Items for location identification
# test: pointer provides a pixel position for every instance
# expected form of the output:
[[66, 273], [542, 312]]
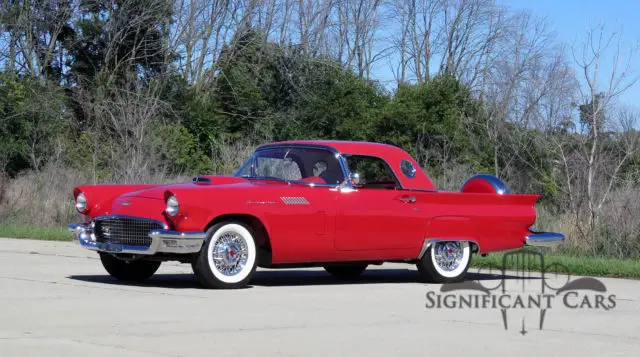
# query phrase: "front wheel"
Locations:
[[134, 271], [445, 262], [228, 257]]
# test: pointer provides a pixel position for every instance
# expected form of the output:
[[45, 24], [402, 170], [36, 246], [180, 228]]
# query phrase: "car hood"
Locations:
[[158, 192]]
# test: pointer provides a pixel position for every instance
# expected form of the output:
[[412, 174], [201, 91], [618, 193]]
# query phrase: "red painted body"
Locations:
[[336, 225]]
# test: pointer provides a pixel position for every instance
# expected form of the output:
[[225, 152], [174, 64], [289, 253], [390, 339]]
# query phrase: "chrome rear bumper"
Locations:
[[544, 239], [162, 241]]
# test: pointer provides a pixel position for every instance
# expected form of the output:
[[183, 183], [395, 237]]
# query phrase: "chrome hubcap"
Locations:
[[230, 253], [448, 255]]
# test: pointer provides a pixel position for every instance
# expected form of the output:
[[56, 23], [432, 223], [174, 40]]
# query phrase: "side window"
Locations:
[[407, 168], [374, 172], [286, 168]]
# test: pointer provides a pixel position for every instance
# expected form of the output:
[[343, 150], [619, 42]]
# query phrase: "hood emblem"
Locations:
[[294, 200]]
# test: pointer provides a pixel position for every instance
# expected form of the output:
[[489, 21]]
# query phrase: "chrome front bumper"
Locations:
[[544, 239], [162, 241]]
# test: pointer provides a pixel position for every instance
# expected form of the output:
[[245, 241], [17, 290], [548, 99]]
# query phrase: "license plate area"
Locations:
[[111, 248]]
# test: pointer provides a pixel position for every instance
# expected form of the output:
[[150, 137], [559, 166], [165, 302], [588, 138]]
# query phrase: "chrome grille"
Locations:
[[125, 230]]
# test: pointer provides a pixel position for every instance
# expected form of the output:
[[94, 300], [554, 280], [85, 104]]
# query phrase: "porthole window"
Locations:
[[408, 169]]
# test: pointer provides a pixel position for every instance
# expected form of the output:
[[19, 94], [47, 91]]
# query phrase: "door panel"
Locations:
[[371, 219], [301, 223]]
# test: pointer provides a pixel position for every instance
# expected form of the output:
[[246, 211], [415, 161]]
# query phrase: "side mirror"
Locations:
[[354, 177]]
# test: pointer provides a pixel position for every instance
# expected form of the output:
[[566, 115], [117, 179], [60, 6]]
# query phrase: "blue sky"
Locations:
[[570, 20]]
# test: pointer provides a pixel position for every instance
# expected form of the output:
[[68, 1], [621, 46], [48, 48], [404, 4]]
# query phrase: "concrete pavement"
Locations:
[[56, 300]]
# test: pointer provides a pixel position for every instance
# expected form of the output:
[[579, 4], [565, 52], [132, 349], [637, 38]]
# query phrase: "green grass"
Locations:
[[575, 265], [42, 233]]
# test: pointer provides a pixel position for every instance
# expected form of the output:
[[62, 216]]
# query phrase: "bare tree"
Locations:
[[604, 139], [358, 21]]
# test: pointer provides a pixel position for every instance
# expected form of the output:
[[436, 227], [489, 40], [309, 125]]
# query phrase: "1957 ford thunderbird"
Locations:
[[340, 205]]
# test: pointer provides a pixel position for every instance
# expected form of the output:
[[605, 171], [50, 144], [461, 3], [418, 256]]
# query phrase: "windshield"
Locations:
[[303, 165]]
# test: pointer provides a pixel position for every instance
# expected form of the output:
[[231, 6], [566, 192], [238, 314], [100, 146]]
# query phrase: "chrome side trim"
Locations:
[[429, 241], [544, 239], [162, 241]]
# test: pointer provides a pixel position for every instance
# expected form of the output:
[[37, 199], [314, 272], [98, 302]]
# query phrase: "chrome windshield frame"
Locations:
[[341, 161]]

◆ **AIM**
Can you reproduce all of the rows above word for word, leaving the pictures out?

◆ **EXERCISE ANSWER**
# test: pointer provides a pixel position for every instance
# expected form of the output:
[[66, 273], [542, 312]]
# query phrase: "front wheel"
Locations:
[[134, 271], [445, 262], [228, 257]]
# test: pointer provides a pixel position for every instance
# expected form of the output:
[[45, 24], [402, 170], [36, 246], [180, 228]]
# query phrase: "car hood"
Locations:
[[158, 192]]
# test: pointer provides a pixel position for every instance
# expected form of the output:
[[412, 174], [201, 91], [618, 193]]
# query phrase: "red painted body"
Locations:
[[336, 225]]
# test: pointer provides a pixel position for every instance
# expected form of the output:
[[225, 152], [174, 64], [289, 253], [390, 339]]
# query phrase: "chrome rear bumper"
Locations:
[[544, 239], [162, 241]]
# test: pointer provides a pixel position for every instance
# expected form of the output:
[[183, 183], [395, 237]]
# query phrase: "chrome hubcap"
Locations:
[[230, 253], [448, 255]]
# test: pointer provides a pixel position for every instance
# expected form of the output:
[[56, 23], [432, 223], [174, 40]]
# query phrase: "side window"
Locations:
[[407, 168], [374, 172], [286, 168]]
# test: pointer provides a pixel position for every instance
# expected form of the output:
[[343, 150], [619, 42]]
# query phrase: "hood emblem"
Locations:
[[294, 200]]
# test: pointer provides a pixel position for every instance
# expected form of the output:
[[489, 21]]
# query phrase: "chrome front bumper"
Locations:
[[544, 239], [162, 241]]
# test: pointer provides a pixel position for every instance
# expected form of the output:
[[245, 241], [17, 290], [548, 99]]
# query phrase: "license plate area"
Locations:
[[111, 248]]
# test: pointer provides a pixel position for every instance
# expected form of the output:
[[150, 137], [559, 166], [165, 302], [588, 138]]
# query phrase: "chrome grille"
Locations:
[[125, 230]]
# test: pointer provides a pixel position for every instance
# expected form of the output:
[[94, 300], [554, 280], [85, 104]]
# query phrase: "porthole window"
Locations:
[[408, 169]]
# test: pointer provides a pixel position for every instance
# expected form of the output:
[[19, 94], [47, 91]]
# query phrase: "door panel"
Locations:
[[371, 219], [301, 223]]
# test: pointer provides a pixel position for every instance
# expected form of the output:
[[246, 211], [415, 161]]
# query phrase: "side mirror"
Locations:
[[354, 177]]
# test: pointer provides a pixel position for every instance
# expected form of the output:
[[566, 115], [117, 179], [60, 6]]
# query phrase: "blue sky"
Locations:
[[570, 20]]
# test: pointer provides a pixel position for every instance
# expected form of the output:
[[68, 1], [621, 46], [48, 48], [404, 4]]
# query phrase: "concrete pavement"
Locations:
[[56, 300]]
# test: pointer provides a pixel position for every instance
# expected form of the output:
[[579, 4], [565, 52], [132, 349], [637, 38]]
# query phrase: "green grass"
Locations:
[[575, 265], [42, 233]]
# test: pointer provides a pixel position for every instance
# expected form of the output:
[[62, 216]]
# query phrase: "bare tree"
Locations:
[[604, 139], [358, 21]]
# test: pointer provides a pixel position for every instance
# expected form of the output:
[[436, 227], [489, 40], [309, 125]]
# query phrase: "1957 ford thunderbird"
Locations:
[[340, 205]]
# test: pointer provides a pixel position for every instance
# expected form of the output:
[[605, 171], [50, 144], [461, 3], [418, 256]]
# query phrase: "windshield"
Locations:
[[303, 165]]
# test: pointer provides a pixel position for every instance
# expected form of the output:
[[231, 6], [566, 192], [238, 314], [100, 146]]
# query phrase: "chrome side trim"
Locations:
[[429, 241], [544, 239], [162, 241]]
# test: pointer provides a pixel position for every instance
# expected form of the output:
[[37, 199], [314, 272], [98, 302]]
# query phrase: "chrome windshield frame"
Locations:
[[341, 161]]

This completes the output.